▸ Task to carry out: From the line with "Point out every instance of the street" through the final line of the entries below, write out each line exactly and nothing else.

--- Dataset entries Enclosed Below ---

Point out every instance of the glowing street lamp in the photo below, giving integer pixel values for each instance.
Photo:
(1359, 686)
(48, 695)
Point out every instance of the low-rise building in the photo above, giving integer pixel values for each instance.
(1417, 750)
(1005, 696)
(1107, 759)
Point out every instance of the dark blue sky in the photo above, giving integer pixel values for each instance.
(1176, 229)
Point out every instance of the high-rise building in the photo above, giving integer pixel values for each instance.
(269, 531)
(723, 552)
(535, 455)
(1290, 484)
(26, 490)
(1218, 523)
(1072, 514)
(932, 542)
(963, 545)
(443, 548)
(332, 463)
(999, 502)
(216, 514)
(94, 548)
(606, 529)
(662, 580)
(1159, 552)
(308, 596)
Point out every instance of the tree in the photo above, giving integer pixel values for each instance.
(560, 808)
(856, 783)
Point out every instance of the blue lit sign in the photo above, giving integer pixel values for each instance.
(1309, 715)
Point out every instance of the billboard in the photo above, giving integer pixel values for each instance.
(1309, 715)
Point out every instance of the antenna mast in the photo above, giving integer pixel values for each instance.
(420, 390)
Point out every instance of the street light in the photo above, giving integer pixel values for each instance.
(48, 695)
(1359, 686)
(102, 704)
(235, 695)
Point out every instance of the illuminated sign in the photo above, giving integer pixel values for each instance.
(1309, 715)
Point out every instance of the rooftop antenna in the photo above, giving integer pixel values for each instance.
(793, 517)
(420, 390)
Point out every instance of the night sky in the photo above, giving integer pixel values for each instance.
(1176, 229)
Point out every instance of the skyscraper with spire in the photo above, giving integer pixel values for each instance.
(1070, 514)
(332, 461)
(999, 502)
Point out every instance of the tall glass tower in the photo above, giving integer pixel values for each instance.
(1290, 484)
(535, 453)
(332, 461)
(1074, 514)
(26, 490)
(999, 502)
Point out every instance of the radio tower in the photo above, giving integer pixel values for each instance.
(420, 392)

--- End of Enclosed Dataset entries ---

▸ Task solution:
Point out every instance of the street light in the photo above, giving integer pixel values for each instance.
(48, 695)
(1359, 686)
(102, 704)
(235, 695)
Point out every instance of the illuminated sign in the photo above, giving integer pixel values for each instance.
(1309, 715)
Point out every instance of the rooftop antenna in the photo above, giving integer pixel values for each instance.
(793, 517)
(420, 390)
Point out every instance of the night sky in the photo above, giving integer pixel values for each instance.
(1176, 229)
Point out every instance of the skyscraper with spire in the photo above, giving integer pixel values for each instance.
(1070, 514)
(332, 461)
(999, 502)
Point out every instance of the tall glass tower in the photo above, giving integer pixel values for each instance.
(1290, 484)
(535, 453)
(332, 461)
(1074, 514)
(26, 490)
(999, 502)
Point out every instance of the radio tower in the photo above, giving integer pixel values for each instance.
(420, 392)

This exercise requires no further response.